Задание A:
Перепишите без изменений часть строк с данными, которая начинается со строки, содержащей «You are given a photograph. Locate the white steam», и продолжается до последней строки с данными включительно.

Фрагмент источника:
Некоторая информация, схожая с рассказом Ремезова, встречается только в более позднем, на наш взгляд, сибирско-татарском дастане «Ильдан и Гульдан», скорее всего являющимся поздним краеведческим сочинением, записанным только в XIX веке. На наш взгляд, весьма сомнительно, чтобы этот дастан, несмотря на схожесть ряда сюжетов, мог выступать в качестве одного из источников сибирского летописания. В частности, здесь встречаются фигуры братьев Ансам-хана и Иртышака, наследников Ишим-хана, которые не только подавляют восстание местной «черни», но и воюют с Чанги-би (бием?). Отметим, что местные лидеры тем самым имеют более высокий по значимости титул, чем Чанги. История их противостояния с захватом столицы Кызыл-туры и строительством затем бием Чанги-туры, хотя и вписана в легендарный эпический сюжет, в целом весьма близка к иным сибирским летописным рассказам, причем здесь, как и у Ремезова, отсутствует фигура Тайбуги. Принципиальным отличием выступает то, что в конце концов Иртышак здесь разбил своего противника и восстановил свои владения, а его брат Ансам был разбит в ходе народного восстания (кстати, о жестоком отношении этого хана к населению сообщает и И.Черепанов) [15, с. 17–31; 17, с. 123–124].

[Записанные данные]

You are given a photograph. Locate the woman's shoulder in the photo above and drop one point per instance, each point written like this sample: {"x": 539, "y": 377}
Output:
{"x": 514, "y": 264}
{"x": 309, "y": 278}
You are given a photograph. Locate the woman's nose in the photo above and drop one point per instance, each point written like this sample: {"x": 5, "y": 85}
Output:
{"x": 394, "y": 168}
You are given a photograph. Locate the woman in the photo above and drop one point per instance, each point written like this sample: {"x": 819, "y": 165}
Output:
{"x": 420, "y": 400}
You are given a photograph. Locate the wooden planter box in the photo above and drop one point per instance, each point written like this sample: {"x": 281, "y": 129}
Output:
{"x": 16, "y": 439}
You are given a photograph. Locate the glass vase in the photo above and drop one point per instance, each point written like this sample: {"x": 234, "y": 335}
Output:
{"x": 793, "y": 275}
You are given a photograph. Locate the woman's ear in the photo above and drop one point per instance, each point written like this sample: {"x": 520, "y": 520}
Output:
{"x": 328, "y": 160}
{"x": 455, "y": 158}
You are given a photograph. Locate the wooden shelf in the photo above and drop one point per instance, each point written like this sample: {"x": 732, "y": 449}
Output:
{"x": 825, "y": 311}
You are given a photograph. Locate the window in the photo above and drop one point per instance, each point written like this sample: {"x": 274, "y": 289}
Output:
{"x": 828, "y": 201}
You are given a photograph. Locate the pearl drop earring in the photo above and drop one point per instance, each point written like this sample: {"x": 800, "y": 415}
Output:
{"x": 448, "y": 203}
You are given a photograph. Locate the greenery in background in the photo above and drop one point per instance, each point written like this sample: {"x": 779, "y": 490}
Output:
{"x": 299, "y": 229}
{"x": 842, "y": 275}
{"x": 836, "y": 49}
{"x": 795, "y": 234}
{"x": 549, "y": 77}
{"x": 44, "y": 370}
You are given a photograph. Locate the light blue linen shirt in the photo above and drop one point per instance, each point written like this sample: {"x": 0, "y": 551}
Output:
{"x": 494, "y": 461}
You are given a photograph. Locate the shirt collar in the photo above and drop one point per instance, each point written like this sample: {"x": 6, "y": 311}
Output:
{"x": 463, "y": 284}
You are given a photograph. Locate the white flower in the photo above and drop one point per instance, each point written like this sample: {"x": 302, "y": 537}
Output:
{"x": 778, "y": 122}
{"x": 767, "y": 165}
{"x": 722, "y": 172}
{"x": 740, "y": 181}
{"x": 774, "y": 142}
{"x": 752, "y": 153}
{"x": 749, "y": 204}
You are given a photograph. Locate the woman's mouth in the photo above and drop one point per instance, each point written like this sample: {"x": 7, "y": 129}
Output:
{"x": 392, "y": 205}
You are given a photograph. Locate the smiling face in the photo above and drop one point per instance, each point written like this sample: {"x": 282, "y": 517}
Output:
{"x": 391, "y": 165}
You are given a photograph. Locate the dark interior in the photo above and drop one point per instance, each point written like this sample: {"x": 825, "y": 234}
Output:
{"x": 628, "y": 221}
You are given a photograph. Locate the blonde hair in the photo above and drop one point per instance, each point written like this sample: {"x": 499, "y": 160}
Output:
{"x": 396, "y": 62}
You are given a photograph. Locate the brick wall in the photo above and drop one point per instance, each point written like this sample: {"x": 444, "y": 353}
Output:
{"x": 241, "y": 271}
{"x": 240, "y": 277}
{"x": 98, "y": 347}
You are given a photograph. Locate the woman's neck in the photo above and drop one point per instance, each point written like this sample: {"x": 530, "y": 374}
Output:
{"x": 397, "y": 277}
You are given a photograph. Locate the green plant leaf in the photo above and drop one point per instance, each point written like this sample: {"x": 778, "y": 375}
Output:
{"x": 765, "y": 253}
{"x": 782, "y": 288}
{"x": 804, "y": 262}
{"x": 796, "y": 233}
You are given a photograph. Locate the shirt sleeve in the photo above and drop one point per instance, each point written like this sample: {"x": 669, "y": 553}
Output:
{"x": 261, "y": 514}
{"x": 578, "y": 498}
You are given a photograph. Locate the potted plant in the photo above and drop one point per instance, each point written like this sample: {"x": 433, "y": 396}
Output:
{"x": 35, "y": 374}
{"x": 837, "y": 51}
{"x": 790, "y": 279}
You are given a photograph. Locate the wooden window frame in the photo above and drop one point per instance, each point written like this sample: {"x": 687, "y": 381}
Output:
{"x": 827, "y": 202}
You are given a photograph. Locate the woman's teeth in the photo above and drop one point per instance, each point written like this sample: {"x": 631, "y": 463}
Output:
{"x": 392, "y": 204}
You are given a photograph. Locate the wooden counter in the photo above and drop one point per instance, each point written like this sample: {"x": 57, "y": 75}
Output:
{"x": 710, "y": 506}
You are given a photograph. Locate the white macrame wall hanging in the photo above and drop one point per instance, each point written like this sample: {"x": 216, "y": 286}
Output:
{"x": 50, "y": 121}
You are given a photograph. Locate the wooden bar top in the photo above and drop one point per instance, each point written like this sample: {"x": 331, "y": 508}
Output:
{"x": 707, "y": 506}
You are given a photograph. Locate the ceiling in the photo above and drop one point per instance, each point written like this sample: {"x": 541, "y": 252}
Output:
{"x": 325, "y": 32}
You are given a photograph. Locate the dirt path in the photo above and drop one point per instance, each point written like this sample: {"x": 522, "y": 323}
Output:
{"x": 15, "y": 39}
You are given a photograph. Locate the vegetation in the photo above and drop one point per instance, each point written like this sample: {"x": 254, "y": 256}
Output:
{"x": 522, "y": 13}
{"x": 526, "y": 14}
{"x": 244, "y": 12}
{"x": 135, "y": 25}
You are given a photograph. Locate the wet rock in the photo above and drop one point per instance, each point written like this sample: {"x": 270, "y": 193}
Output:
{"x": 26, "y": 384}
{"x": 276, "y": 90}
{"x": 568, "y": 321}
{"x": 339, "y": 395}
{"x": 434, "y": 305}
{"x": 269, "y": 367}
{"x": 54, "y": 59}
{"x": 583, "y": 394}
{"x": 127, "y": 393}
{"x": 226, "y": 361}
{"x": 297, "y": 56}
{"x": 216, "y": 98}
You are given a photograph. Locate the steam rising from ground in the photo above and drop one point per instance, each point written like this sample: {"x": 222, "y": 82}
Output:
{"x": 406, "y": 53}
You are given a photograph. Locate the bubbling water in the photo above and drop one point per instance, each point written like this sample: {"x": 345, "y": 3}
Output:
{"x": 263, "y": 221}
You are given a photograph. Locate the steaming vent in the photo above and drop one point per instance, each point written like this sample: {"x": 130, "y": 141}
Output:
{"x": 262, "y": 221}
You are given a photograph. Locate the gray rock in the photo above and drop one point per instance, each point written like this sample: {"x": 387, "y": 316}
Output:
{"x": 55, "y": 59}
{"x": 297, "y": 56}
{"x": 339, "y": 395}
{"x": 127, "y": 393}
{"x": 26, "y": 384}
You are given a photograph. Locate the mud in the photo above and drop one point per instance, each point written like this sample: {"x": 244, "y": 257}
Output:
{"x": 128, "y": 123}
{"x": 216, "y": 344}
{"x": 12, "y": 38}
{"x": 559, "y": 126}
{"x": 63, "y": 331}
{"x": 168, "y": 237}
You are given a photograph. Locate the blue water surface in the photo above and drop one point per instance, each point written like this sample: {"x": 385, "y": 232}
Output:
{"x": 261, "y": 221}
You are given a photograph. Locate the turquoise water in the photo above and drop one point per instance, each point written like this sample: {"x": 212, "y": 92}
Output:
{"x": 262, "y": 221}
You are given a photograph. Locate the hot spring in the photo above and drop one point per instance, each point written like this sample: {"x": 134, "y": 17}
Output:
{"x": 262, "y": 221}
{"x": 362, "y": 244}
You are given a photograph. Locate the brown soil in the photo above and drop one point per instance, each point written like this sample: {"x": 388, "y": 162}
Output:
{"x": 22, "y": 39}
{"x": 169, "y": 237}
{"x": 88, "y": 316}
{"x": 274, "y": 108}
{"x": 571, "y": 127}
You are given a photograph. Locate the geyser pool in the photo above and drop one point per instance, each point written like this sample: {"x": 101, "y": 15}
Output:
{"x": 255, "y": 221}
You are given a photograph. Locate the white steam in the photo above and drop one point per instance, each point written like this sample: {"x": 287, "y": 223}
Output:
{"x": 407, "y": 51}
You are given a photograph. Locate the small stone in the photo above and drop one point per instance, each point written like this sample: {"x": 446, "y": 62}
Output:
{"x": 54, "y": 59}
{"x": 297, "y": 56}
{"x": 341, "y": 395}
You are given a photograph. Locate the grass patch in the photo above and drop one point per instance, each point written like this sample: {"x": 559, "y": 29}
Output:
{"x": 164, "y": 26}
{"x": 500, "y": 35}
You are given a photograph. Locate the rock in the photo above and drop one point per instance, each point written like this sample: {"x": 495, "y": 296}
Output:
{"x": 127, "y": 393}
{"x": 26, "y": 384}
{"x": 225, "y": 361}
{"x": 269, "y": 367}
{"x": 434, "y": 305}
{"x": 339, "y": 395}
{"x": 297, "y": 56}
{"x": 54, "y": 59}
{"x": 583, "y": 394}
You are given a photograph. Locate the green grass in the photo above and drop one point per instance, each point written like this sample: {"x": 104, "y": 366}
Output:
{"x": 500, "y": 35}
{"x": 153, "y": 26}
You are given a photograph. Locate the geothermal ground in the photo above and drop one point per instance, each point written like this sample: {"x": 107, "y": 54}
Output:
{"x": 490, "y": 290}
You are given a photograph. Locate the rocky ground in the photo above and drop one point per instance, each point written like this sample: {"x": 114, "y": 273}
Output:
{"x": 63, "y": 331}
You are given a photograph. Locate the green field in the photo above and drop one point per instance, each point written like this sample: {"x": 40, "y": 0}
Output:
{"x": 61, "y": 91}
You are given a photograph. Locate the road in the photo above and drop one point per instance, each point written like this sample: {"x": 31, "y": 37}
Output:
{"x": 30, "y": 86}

Задание B:
Перечислите всех людей, названных по имени во фрагменте о дастане «Ильдан и Гульдан».

Ответ A:
You are given a photograph. Locate the white steam in the photo above and drop one point per instance, each point written like this sample: {"x": 287, "y": 223}
Output:
{"x": 407, "y": 51}
You are given a photograph. Locate the small stone in the photo above and drop one point per instance, each point written like this sample: {"x": 446, "y": 62}
Output:
{"x": 54, "y": 59}
{"x": 297, "y": 56}
{"x": 341, "y": 395}
You are given a photograph. Locate the grass patch in the photo above and drop one point per instance, each point written like this sample: {"x": 559, "y": 29}
Output:
{"x": 164, "y": 26}
{"x": 500, "y": 35}
You are given a photograph. Locate the rock in the photo above and drop one point per instance, each point written like this sample: {"x": 495, "y": 296}
Output:
{"x": 127, "y": 393}
{"x": 26, "y": 384}
{"x": 225, "y": 361}
{"x": 269, "y": 367}
{"x": 434, "y": 305}
{"x": 339, "y": 395}
{"x": 297, "y": 56}
{"x": 54, "y": 59}
{"x": 583, "y": 394}
You are given a photograph. Locate the green grass in the photo above and drop one point per instance, each point written like this sample: {"x": 104, "y": 366}
Output:
{"x": 500, "y": 35}
{"x": 153, "y": 26}
You are given a photograph. Locate the geothermal ground in the photo above and drop one point per instance, each point written like this sample: {"x": 107, "y": 54}
Output:
{"x": 490, "y": 290}
You are given a photograph. Locate the rocky ground in the photo above and drop one point per instance, each point written like this sample: {"x": 114, "y": 273}
Output:
{"x": 63, "y": 331}
You are given a photograph. Locate the green field in the photo above and drop one point per instance, each point written like this sample: {"x": 40, "y": 0}
Output:
{"x": 61, "y": 91}
You are given a photograph. Locate the road in the photo above and drop one point per instance, each point written like this sample: {"x": 31, "y": 37}
Output:
{"x": 30, "y": 86}

Ответ B:
Ремезов, Ансам-хан, Иртышак, Ишим-хан, Чанги, Тайбуга, И. Черепанов.